Format the data below as a two-column Markdown table headed "Row" and "Data line," numbering each line and skipping blank lines. Omit the pictures.
------ Material provided
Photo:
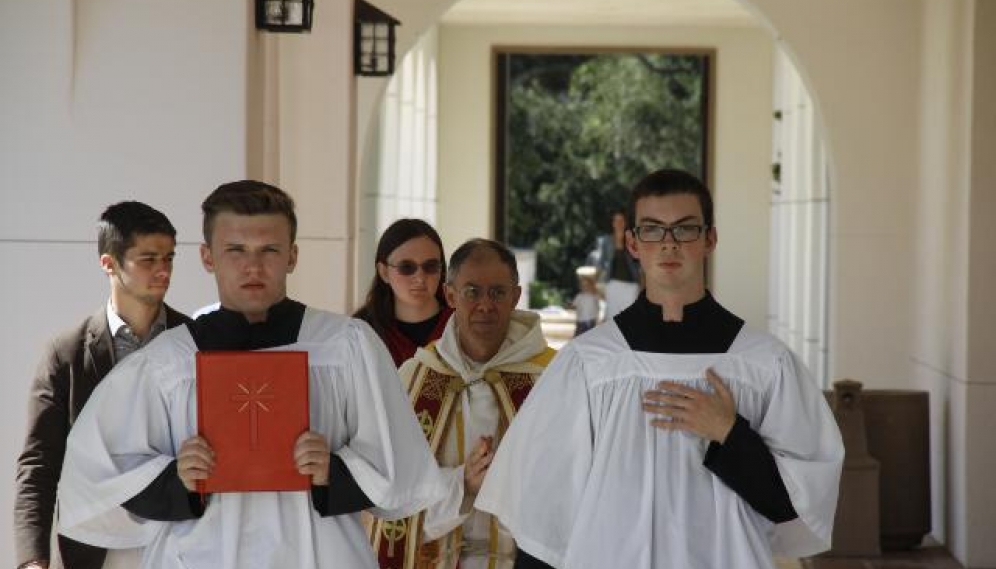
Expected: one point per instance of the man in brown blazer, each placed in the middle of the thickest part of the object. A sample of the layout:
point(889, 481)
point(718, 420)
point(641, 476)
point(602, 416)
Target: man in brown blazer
point(136, 246)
------------
=== Exercise response ===
| Row | Data line |
|---|---|
| 1 | Photo: |
| 2 | Expected: one point per instance of the man in brown blazer, each placed in the middle of the thickest part of the object. A sample of the layout: |
| 3 | point(889, 481) |
| 4 | point(718, 420) |
| 5 | point(641, 476) |
| 6 | point(602, 416) |
| 7 | Target: man in brown blazer |
| 8 | point(136, 246) |